Given instruction => Please reproduce only the records from the line containing "Task: annotate every instance of the floor" through the end of the records, substituting "framed painting" for "abstract painting" and leaving all else unchanged.

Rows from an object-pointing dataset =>
+ + +

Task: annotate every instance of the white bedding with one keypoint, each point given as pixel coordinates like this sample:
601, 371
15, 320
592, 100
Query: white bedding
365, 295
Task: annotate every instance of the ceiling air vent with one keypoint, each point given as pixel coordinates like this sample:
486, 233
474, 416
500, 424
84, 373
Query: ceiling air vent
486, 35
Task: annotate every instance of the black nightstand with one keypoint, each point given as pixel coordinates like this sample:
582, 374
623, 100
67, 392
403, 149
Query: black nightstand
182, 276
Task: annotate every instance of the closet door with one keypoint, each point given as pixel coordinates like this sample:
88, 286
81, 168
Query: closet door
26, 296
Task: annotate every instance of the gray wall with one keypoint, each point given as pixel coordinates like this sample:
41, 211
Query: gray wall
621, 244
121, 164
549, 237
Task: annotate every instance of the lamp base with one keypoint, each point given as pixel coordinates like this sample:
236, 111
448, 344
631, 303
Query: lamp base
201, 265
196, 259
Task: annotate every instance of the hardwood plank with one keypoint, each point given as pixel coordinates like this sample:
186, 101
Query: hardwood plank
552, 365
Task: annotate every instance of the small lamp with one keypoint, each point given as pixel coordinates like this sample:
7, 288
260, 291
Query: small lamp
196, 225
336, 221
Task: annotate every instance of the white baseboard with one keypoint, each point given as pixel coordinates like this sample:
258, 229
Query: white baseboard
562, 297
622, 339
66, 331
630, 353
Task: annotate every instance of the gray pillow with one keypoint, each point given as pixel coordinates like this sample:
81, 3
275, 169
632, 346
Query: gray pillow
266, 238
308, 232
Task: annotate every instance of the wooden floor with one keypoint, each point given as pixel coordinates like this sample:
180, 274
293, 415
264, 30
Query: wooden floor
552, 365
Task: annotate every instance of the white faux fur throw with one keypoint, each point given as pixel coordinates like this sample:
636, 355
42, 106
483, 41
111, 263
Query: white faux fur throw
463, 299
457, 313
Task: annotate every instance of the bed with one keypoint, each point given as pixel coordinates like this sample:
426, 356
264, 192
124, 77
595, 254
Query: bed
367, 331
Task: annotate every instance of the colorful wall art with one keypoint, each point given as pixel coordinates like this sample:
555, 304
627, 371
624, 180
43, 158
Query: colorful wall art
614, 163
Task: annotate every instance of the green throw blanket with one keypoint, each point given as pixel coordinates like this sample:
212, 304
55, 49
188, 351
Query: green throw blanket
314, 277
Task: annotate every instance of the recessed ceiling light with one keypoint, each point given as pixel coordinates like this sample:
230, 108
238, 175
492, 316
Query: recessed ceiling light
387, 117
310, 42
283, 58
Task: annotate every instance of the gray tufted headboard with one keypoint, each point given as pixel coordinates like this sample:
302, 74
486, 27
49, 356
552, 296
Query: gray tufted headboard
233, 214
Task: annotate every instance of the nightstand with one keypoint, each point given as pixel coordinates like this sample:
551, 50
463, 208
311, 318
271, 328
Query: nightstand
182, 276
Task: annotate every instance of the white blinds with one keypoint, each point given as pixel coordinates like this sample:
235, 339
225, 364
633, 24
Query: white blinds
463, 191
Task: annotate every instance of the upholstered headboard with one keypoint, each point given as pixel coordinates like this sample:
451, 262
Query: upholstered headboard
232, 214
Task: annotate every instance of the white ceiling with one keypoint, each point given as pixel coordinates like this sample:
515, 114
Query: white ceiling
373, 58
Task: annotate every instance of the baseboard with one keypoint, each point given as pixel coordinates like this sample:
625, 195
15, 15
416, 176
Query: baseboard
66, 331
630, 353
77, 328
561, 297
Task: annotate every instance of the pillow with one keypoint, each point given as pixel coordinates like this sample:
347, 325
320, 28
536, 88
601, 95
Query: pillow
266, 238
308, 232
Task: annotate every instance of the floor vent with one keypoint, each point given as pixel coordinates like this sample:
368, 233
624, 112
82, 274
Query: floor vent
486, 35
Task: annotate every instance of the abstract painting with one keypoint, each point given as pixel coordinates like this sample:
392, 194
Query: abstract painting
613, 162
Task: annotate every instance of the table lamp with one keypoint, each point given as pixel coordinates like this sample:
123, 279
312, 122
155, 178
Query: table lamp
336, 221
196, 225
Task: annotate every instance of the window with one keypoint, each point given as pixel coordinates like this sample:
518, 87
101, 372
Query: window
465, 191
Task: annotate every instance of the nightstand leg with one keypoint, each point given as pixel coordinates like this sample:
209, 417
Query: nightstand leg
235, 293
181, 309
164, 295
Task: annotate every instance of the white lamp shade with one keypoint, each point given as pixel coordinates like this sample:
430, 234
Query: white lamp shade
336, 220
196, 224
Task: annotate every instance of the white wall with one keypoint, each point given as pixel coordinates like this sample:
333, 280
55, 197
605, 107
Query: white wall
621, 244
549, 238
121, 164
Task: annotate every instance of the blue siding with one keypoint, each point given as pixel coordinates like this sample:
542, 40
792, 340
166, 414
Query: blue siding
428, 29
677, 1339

+ + +

Response =>
Task: annotate every instance of the floor vent with one keypoint, each point given as pixel coordinates like this sample:
368, 233
624, 112
82, 274
Query: floor vent
486, 35
Task: annotate every instance of the framed painting with one keypoint, each point given as pixel coordinates like this sample:
392, 194
Query: framed painting
613, 162
Task: annotate every instance of the table lamp with one keypoint, each point given as pixel coordinates like this sample:
123, 279
312, 122
155, 178
Query: table lamp
336, 221
196, 225
Task: annotate every instance of the window with one keypoint, each point given as pixel coordinates like this sample:
518, 87
101, 372
Query: window
465, 191
Task: annotate every instance of the nightstand leg with one keypoint, each point given as pixel coordinates like this sample:
209, 417
Query: nightstand leg
235, 293
181, 309
164, 295
Task: annotate every instance of the white lamp shade with one keypoint, each point given as pixel coordinates like this sample:
430, 234
Query: white lamp shade
336, 220
196, 224
Task: annotate every instance of the white wall with one keypoint, each point given as pixel coordinates like this sample:
333, 280
55, 197
605, 107
Query: white wall
621, 244
549, 238
121, 164
Task: annotate every instance of the blue siding with one keypoint, each point given as pixel coordinates like this sample:
542, 40
792, 340
166, 414
Query: blue siding
428, 29
677, 1339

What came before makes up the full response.